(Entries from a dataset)
- - - - -
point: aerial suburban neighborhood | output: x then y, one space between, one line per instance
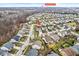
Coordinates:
39 31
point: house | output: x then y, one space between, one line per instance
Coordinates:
3 53
52 54
37 45
76 48
15 38
48 39
78 38
67 52
55 37
7 46
33 52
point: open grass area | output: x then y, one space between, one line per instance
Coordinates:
13 51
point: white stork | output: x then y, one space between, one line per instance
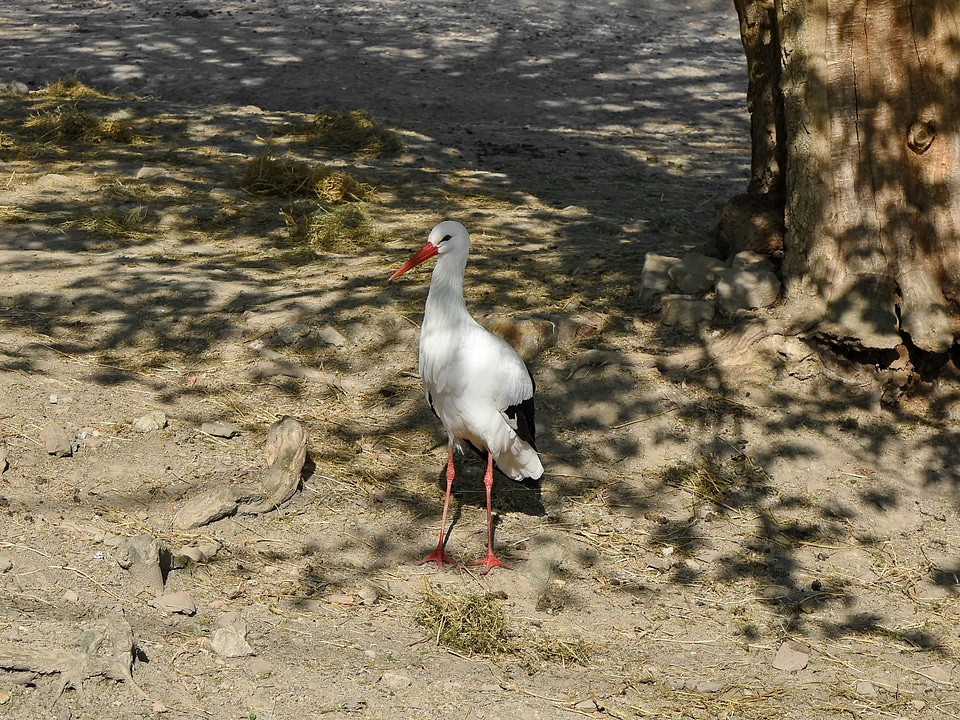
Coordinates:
475 382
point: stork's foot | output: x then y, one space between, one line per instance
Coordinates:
489 562
439 556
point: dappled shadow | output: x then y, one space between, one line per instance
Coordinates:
508 122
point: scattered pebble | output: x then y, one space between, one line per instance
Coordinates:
340 599
229 642
151 422
369 594
219 429
792 657
180 603
207 507
395 681
150 171
56 441
332 336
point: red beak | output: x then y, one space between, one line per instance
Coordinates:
424 253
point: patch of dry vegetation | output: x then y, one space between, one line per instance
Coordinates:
476 624
270 176
355 131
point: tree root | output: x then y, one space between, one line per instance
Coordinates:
106 651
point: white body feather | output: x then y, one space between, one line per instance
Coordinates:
471 376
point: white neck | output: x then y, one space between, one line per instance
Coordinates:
445 304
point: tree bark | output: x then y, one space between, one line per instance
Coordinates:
871 165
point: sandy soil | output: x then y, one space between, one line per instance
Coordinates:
730 525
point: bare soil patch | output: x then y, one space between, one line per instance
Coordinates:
731 525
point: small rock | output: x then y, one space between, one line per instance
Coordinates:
747 287
151 422
527 335
229 642
685 312
395 681
56 180
199 554
176 603
695 273
792 657
708 686
233 619
56 441
655 278
142 556
207 507
16 88
747 258
332 336
293 333
219 429
150 171
260 669
340 599
369 594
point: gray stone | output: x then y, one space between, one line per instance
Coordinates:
655 280
294 333
683 311
695 273
56 441
207 507
331 336
528 336
747 287
151 422
230 642
219 429
395 681
792 657
141 556
747 258
180 603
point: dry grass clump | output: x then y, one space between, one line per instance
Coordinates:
72 87
114 224
338 229
729 484
270 176
475 624
69 124
354 131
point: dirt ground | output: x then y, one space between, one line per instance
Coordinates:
730 525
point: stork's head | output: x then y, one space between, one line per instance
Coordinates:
447 237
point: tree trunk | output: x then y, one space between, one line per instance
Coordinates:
869 150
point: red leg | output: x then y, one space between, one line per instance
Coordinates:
490 560
439 556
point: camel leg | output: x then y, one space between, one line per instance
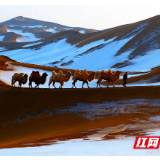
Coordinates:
74 83
50 81
83 84
108 84
13 82
99 82
62 83
113 83
54 84
20 83
30 84
87 84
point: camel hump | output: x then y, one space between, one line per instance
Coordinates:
21 74
103 71
110 71
85 72
60 72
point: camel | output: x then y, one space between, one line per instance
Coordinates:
108 76
20 77
37 78
60 77
83 76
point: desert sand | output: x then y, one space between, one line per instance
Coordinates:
35 116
- - - - -
Instructions for the task: Exactly as they appear, repeat the lines from the one containing "point: white body" through the last line of the entries, counting both ends. Pictures stay out.

Answer:
point: white body feather | output: x then y, one space between, one line per instance
Coordinates:
471 376
point: white neck | output: x then y, one space between, one line per instance
Coordinates:
445 304
point: tree bark | output: x then y, one space between, one line per instance
Coordinates:
871 165
point: sandy soil | output: x then y, one space between, one line per instance
Coordinates:
730 525
point: bare soil patch | output: x then y, one space between, one line per instance
Coordinates:
731 525
point: small rock | output: x then y, one space between, one line per instance
Coordinates:
747 287
151 422
527 335
229 642
685 312
395 681
56 180
199 554
176 603
695 273
792 657
708 686
233 619
56 441
655 278
142 556
207 507
16 88
747 258
332 336
293 333
219 429
150 171
260 669
340 599
369 594
point: gray stone | output: x then y, one space between, one line per instance
Coordinates:
655 280
294 333
683 311
695 273
56 441
207 507
331 336
528 336
747 287
151 422
230 642
219 429
395 681
792 657
141 556
747 258
180 603
point: dry grass clump | output: x then y, one space between, one line per instance
Coordinates:
72 87
114 224
338 229
729 484
270 176
475 624
69 124
354 131
point: dirt ground | output: x then y, one space between, one line per instance
Coordinates:
730 525
point: stork's head | output: x then y, one space between, one line per instance
Coordinates:
447 237
point: tree trunk | output: x then y, one space between, one line per instance
Coordinates:
869 150
point: red leg | output: x then y, one space between, one line per instance
Coordinates:
490 560
439 556
point: camel leg | output: x then y, one space between, one line per instance
Coordinates:
74 83
50 81
83 84
108 84
13 82
99 82
62 83
113 83
54 84
20 83
30 84
87 84
point: camel hump | output: x then y, one space between, one line per instance
Coordinates:
21 74
103 71
110 71
85 72
60 72
point: camel | output: x then y, one space between, one line per instance
Coordinates:
108 76
20 77
37 78
60 77
83 76
point: desert sand | output: x then y, one space between, one line per instance
Coordinates:
35 116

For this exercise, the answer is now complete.